-------- Given records --------
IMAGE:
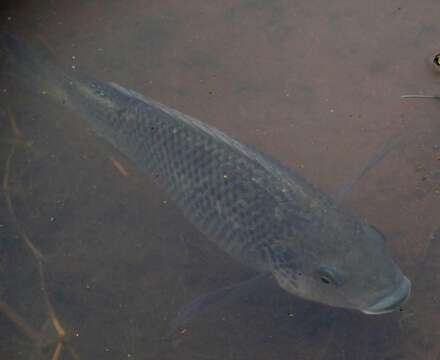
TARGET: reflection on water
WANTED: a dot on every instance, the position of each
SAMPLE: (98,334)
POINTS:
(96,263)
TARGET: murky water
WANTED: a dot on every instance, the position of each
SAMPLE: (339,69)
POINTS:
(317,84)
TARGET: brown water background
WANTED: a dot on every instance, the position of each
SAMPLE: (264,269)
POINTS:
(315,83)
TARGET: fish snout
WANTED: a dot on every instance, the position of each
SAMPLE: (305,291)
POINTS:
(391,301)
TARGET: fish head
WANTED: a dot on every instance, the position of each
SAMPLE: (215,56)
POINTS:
--------
-------- Given records --------
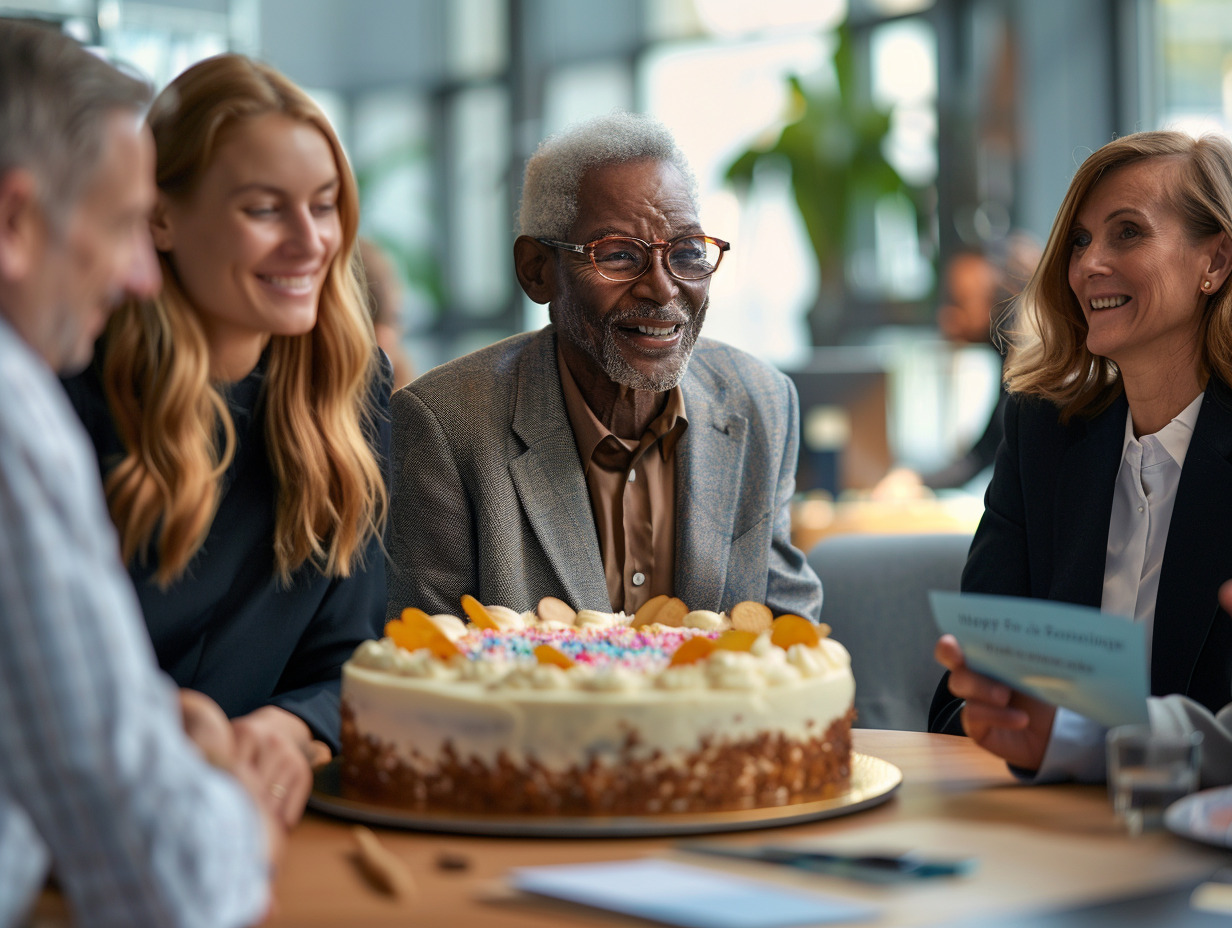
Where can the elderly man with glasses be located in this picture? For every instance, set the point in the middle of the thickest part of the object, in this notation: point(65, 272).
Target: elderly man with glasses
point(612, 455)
--------
## What you should do
Identify each line in the entries above that contains the word "SAMPLE", and copy every such line in full.

## The answer
SAMPLE: (98,334)
SAMPLE: (339,69)
SAMPLE: (264,269)
SAMPLE: (305,291)
SAMPLE: (215,56)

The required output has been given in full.